- **Extracted text**
++++++

Postanschrift: ETH Zürich – Institut für Städtebau
HIL – Wolfgang-Pauli-Str.15 – 8093 Zürich
Besucheradresse: ETH Zürich – Institut für Städtebau
ONA G 41 – Neunbrunnenstrasse 50 – 8050 Zürich
The doctoral research project traced emergence, development, and impact of the scenario method in Dutch physical planning and design between 1970 and 2000.
Hypothetical, narrative, and vivid, scenarios ranged from elaborate interdisciplinary studies to provocative design sketches. Despite of their debatable effect, scenarios as comprehensive images of the future proliferated in an uncertain and increasingly communicative planning environment.

++++++

- **Objective a**
Reproduce the part of the entries that opens with the line containing "Expected: a point inside each instance of the timber" and closes with the line containing "point(120, 202)", both lines included. Offset every coordinate in the answer points by 41, and leave all other lines unchanged.
The text about the scenario method and the entries are separate, unrelated material.

++++++

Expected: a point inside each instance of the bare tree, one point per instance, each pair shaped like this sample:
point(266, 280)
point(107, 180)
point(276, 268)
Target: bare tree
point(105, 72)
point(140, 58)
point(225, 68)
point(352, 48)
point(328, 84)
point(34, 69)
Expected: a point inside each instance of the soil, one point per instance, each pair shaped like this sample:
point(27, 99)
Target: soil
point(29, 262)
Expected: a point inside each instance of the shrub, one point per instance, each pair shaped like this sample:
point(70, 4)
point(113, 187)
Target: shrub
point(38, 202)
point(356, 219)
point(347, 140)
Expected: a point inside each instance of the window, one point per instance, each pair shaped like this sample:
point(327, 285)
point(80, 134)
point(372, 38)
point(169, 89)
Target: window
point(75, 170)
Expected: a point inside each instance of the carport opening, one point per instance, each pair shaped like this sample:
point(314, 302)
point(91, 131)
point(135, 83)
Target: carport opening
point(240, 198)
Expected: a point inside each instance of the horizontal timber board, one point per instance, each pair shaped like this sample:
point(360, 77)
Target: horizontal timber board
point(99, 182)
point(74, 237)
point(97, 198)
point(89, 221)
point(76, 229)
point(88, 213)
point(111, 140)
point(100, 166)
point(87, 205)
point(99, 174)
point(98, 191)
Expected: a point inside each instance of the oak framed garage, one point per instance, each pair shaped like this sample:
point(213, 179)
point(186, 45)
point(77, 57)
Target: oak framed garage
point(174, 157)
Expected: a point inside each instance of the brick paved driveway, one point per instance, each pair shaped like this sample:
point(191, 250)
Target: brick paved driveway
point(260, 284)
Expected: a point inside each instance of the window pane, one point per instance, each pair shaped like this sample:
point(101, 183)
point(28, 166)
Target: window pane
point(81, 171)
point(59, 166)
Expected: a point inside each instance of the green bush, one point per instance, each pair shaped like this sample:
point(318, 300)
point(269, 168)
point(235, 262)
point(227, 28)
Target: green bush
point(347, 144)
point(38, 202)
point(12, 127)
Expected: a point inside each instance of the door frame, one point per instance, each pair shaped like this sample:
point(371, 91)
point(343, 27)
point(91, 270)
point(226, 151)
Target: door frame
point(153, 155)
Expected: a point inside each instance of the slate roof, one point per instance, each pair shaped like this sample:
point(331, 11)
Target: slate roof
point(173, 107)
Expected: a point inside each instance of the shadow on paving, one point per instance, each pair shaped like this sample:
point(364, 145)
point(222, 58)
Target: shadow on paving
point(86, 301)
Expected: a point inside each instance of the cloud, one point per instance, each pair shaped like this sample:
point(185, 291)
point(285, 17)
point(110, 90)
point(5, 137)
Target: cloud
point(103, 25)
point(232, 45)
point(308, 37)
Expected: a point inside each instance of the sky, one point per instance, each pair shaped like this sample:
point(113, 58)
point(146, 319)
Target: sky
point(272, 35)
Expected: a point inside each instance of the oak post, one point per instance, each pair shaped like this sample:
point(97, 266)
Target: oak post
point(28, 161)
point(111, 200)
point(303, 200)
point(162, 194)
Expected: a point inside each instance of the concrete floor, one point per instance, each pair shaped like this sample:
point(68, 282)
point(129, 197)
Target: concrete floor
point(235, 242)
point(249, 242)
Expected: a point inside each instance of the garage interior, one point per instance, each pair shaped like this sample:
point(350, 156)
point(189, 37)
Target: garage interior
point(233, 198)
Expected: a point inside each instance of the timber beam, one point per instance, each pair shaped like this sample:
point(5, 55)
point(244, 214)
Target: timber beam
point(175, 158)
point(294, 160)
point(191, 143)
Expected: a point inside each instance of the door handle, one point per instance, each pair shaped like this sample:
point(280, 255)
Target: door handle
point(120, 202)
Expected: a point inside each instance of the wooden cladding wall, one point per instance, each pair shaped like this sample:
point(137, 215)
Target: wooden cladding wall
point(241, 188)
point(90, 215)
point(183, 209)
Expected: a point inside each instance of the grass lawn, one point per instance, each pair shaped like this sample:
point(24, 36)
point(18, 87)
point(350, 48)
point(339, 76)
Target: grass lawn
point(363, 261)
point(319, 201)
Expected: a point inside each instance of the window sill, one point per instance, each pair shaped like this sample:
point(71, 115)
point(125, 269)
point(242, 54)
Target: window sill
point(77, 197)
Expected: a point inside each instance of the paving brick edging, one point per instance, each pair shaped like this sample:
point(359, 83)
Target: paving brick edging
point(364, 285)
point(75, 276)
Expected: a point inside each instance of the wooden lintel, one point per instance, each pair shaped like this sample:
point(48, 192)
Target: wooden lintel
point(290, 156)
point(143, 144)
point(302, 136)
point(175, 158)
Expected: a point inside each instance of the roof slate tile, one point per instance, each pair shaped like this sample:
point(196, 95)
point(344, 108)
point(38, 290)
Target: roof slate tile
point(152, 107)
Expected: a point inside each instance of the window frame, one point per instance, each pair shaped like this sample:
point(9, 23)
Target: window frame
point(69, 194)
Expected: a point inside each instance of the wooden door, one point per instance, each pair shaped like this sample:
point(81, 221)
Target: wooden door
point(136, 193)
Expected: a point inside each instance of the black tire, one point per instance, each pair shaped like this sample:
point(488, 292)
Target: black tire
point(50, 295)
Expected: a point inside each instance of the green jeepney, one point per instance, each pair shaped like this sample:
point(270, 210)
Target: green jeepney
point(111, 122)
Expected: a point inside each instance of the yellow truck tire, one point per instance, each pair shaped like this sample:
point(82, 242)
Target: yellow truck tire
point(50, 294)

++++++

- **Objective b**
Based on the scenario research text, state whether each statement agrees with it. Answer yes or no, and quote the deciding words exactly. (i) The research covered Dutch physical planning between 1970 and 2000. (ii) The postal address lists Neunbrunnenstrasse 50. (iii) The text describes the effect of scenarios as clearly proven.

- **Right answer a**
Expected: a point inside each instance of the timber beam, one point per instance, each pair shaped like this sample:
point(5, 55)
point(244, 214)
Target: timber beam
point(216, 199)
point(335, 201)
point(232, 184)
Expected: a point inside each instance of the door handle, one point per instance, each pair shaped like this sample:
point(280, 255)
Target: door handle
point(161, 243)

- **Right answer b**
(i) Yes: "between 1970 and 2000"
(ii) No: "HIL – Wolfgang-Pauli-Str.15 – 8093 Zürich"
(iii) No: "Despite of their debatable effect"